**Excerpted passage:**
========================================================================

Since the dream of destroying Medicaid died with the latest Trumpcare failure, the Trump administration and red state governors are going to have to just do what they can with their existing powers, and those powers are making life as miserable as possible for those people who have Medicaid. One of the first things the Trump administration did was to relax the rules so that states could fundamentally alter and shrink the program.
At least six states with GOP governors— Arkansas, Kentucky, Arizona, Maine, Wisconsin and Indiana — have already drafted plans meant to introduce new rules people would have to meet to be eligible for Medicaid, which provides healthcare to the poor.
Some want to add work requirements or introduce drug testing for recipients. Others want to raise premium prices. […]
Critics say the proposed changes will leave fewer people on Medicaid and hurt the poor and vulnerable.
“There are limits on what's allowable and tying eligibility to work or drug testing or some of these other things is not consistent with what should be allowed,” said Judith Solomon, vice president for health policy at the liberal-leaning Centers on Budget and Policy Priorities.
“That said, we know we now have an administration that likely thinks differently, and we could see some changes in that regard,” she said.
There are limits on what the administration is supposed to be allowed to do but no one believes that will constrain Trump and his HHS Secretary, Tom Price, who does not believe that health care is a right or even something most people deserve. He's the one who gets to determine if the waivers he approves meet the existing requirements of being budget neutral and "promot[ing] the objectives of the Medicaid program." In the past, that meant bringing more people into the program. Now it's apparently bringing people into the program to punish and humiliate them. This could very well end up in court, because there is a question of how far the law allows the administration to go.
Meanwhile, there's also the reality that the majority of people who are not children, elderly, or disabled who received Medicaid already work, about 60 percent of them, in fact and 78 percent of Medicaid recipients live in a household with someone working full-time. This is not an issue. This is an effort to make getting and staying on Medicaid so difficult and unpleasant that people don't do it.

========================================================================

(Saved entries)
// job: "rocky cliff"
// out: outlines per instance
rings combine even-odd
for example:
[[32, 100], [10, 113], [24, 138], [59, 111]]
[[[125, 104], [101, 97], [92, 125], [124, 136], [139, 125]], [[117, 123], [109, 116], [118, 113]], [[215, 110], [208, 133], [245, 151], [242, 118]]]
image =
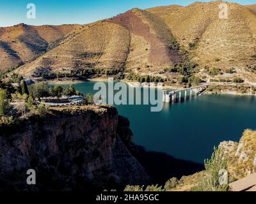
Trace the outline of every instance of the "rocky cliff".
[[220, 144], [228, 158], [231, 181], [256, 173], [256, 131], [246, 129], [239, 142], [223, 142]]
[[[1, 190], [84, 191], [147, 184], [129, 120], [111, 106], [52, 108], [0, 127]], [[36, 184], [26, 184], [28, 169]]]

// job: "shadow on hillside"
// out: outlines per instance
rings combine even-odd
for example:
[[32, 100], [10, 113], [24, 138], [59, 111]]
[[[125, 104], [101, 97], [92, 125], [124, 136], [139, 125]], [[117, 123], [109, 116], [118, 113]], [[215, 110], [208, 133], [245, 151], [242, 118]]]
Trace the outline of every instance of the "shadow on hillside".
[[137, 147], [137, 159], [147, 171], [154, 184], [163, 186], [172, 177], [180, 178], [204, 170], [202, 164], [175, 159], [163, 152], [147, 151], [141, 146]]

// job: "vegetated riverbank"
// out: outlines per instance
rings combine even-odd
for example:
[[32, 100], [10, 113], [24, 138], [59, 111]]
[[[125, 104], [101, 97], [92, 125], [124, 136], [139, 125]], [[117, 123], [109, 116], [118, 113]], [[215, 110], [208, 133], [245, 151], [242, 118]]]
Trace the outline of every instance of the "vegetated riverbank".
[[[15, 126], [15, 128], [13, 128]], [[129, 120], [111, 106], [47, 107], [0, 126], [0, 191], [92, 191], [148, 185]], [[24, 183], [36, 172], [36, 185]]]
[[[42, 79], [42, 78], [33, 78], [32, 79], [35, 82], [44, 82], [47, 84], [79, 84], [86, 82], [106, 82], [108, 81], [108, 78], [106, 77], [97, 77], [92, 78], [60, 78], [52, 80]], [[137, 81], [131, 81], [127, 79], [122, 80], [115, 80], [116, 82], [121, 81], [133, 87], [143, 87], [141, 83]], [[154, 84], [154, 83], [152, 83]], [[157, 83], [153, 87], [157, 87]], [[237, 95], [237, 96], [256, 96], [256, 87], [250, 84], [219, 84], [216, 83], [209, 83], [210, 85], [204, 92], [204, 94], [228, 94], [228, 95]], [[185, 85], [165, 85], [163, 84], [164, 89], [177, 90], [187, 87]]]

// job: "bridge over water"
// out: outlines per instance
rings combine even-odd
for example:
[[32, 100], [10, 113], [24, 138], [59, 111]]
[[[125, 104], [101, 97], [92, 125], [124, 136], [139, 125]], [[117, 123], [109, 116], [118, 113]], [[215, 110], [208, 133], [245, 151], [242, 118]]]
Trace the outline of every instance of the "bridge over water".
[[200, 94], [204, 90], [205, 90], [209, 85], [209, 84], [204, 84], [203, 85], [189, 88], [178, 89], [172, 91], [171, 92], [164, 91], [163, 101], [166, 103], [175, 102], [177, 96], [179, 96], [179, 101], [180, 101], [182, 92], [184, 92], [184, 99], [186, 99], [187, 98], [187, 96], [188, 95], [188, 92], [189, 94], [189, 97], [192, 97], [193, 91], [195, 92], [195, 96], [197, 96]]

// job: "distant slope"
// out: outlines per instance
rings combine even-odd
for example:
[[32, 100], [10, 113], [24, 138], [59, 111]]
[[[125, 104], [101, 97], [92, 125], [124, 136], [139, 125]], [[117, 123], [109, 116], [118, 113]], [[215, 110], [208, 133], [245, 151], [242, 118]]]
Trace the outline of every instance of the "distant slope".
[[35, 59], [76, 26], [32, 26], [21, 24], [0, 28], [0, 69]]
[[141, 68], [147, 73], [183, 61], [168, 27], [146, 11], [134, 9], [83, 27], [19, 73], [90, 68]]
[[227, 3], [228, 19], [220, 19], [221, 3], [195, 3], [158, 15], [187, 50], [189, 43], [194, 43], [191, 54], [200, 64], [227, 68], [255, 63], [252, 59], [256, 54], [255, 5]]
[[[0, 68], [23, 62], [21, 75], [132, 70], [180, 85], [182, 76], [166, 68], [189, 59], [199, 65], [193, 74], [204, 80], [239, 76], [256, 85], [256, 5], [228, 3], [228, 18], [221, 19], [223, 3], [133, 9], [84, 26], [0, 28]], [[209, 71], [215, 68], [220, 71], [212, 76]]]
[[146, 9], [146, 11], [150, 12], [157, 16], [160, 17], [164, 17], [169, 15], [172, 13], [179, 10], [183, 6], [179, 5], [170, 5], [170, 6], [157, 6]]

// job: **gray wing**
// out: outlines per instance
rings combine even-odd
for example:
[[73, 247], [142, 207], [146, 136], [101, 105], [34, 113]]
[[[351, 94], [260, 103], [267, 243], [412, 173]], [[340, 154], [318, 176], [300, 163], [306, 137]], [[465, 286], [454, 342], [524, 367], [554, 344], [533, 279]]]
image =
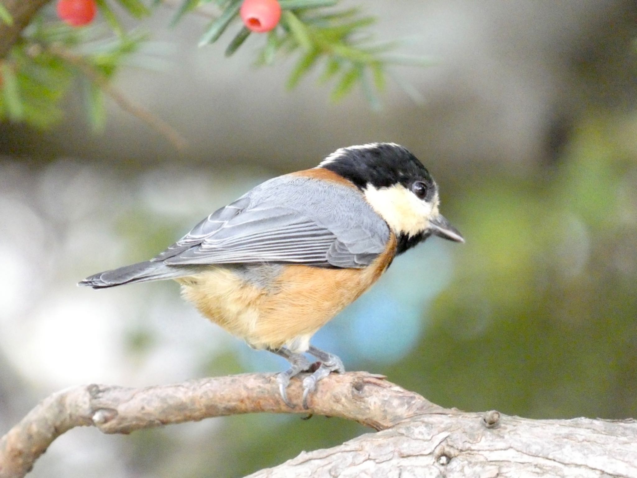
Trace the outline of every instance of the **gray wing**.
[[213, 213], [152, 260], [361, 268], [389, 240], [387, 224], [357, 191], [287, 175]]

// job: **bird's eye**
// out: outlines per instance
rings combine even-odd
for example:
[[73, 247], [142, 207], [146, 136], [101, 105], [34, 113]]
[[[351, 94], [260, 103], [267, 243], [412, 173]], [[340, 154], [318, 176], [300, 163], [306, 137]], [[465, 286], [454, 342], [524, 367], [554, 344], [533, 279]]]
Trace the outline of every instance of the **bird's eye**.
[[416, 181], [412, 185], [412, 192], [416, 195], [419, 199], [424, 199], [427, 197], [427, 185], [422, 181]]

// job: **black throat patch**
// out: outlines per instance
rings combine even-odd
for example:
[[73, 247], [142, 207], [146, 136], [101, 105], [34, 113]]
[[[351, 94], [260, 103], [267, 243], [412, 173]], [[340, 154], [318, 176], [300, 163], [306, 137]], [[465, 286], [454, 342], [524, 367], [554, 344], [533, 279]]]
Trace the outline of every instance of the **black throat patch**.
[[396, 237], [396, 256], [419, 244], [431, 235], [431, 233], [429, 231], [419, 233], [415, 236], [401, 233]]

========================================================================

**How to complete this task:**
For each statement below, say yes or no to whether it agrees with the Medicaid article, and quote the words of the article that decide it.
1. Maine is among the states where governors have drafted new Medicaid eligibility rules.
2. Judith Solomon works for a conservative-leaning organization.
3. Most Medicaid recipients who are not children, elderly, or disabled do not work.

**Output below:**
1. Yes: "Arkansas, Kentucky, Arizona, Maine, Wisconsin and Indiana"
2. No: "the liberal-leaning Centers on Budget and Policy Priorities"
3. No: "already work, about 60 percent of them"